DATA »
--- --- ---
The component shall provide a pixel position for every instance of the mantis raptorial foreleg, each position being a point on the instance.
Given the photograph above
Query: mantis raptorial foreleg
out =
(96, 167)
--- --- ---
REQUIRED WORK » The answer must be the line containing "Given the photograph above" and every line after it to the end of the records, repeated exactly.

FINISHED EXERCISE »
Given the photograph above
Query: mantis raptorial foreleg
out =
(96, 167)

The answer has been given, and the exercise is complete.